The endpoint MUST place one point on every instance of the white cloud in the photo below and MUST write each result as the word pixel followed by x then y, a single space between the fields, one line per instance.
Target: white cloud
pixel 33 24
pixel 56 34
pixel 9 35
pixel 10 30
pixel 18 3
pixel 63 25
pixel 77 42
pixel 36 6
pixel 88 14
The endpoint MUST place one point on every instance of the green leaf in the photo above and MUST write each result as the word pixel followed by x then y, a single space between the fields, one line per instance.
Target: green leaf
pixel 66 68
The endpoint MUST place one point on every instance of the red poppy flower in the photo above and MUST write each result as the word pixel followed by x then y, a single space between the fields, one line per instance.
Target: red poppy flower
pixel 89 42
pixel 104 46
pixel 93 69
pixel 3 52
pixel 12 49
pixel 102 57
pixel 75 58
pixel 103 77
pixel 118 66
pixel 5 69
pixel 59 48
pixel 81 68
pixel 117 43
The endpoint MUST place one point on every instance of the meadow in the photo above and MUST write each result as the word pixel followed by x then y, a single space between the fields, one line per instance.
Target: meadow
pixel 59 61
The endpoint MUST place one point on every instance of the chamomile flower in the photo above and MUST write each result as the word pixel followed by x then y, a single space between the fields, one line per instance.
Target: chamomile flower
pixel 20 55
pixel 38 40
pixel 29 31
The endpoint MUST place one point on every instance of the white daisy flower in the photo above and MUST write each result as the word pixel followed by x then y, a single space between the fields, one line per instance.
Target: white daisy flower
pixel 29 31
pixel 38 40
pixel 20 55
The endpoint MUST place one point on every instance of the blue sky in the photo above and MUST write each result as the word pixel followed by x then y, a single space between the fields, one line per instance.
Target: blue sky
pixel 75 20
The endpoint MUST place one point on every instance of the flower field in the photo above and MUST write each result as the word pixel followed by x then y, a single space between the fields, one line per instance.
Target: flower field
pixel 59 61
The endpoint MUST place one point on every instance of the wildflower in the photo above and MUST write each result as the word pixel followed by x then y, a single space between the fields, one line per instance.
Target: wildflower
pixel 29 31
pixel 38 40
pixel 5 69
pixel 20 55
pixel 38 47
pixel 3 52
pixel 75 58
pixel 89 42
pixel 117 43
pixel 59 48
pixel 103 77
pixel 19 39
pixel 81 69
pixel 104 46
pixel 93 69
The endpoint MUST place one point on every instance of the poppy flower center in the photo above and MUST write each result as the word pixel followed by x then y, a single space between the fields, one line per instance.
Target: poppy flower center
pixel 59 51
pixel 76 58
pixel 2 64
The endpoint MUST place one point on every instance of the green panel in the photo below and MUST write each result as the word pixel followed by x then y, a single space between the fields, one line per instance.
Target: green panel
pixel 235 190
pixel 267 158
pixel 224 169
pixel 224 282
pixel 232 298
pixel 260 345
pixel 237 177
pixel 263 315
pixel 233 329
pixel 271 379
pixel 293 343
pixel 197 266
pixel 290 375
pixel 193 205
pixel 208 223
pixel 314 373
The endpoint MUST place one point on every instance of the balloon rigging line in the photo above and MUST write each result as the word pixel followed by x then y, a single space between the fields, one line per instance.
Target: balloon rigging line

_ _ _

- _Given problem_
Give the lines from the start of the rows above through the line containing "pixel 88 14", inclusive, as a Markdown table with the columns "Index" and "Line Text", one line per table row and no blank lines.

- _Reply_
| Index | Line Text |
|---|---|
| 1 | The endpoint MUST place one point on every instance of the white cloud in the photo below and MUST write each result as the word pixel followed by x then y, a single space between the fields, one line per instance. |
| 2 | Target: white cloud |
| 3 | pixel 33 24 |
| 4 | pixel 56 34 |
| 5 | pixel 9 35 |
| 6 | pixel 10 30 |
| 7 | pixel 18 3 |
| 8 | pixel 63 25 |
| 9 | pixel 77 42 |
| 10 | pixel 36 6 |
| 11 | pixel 88 14 |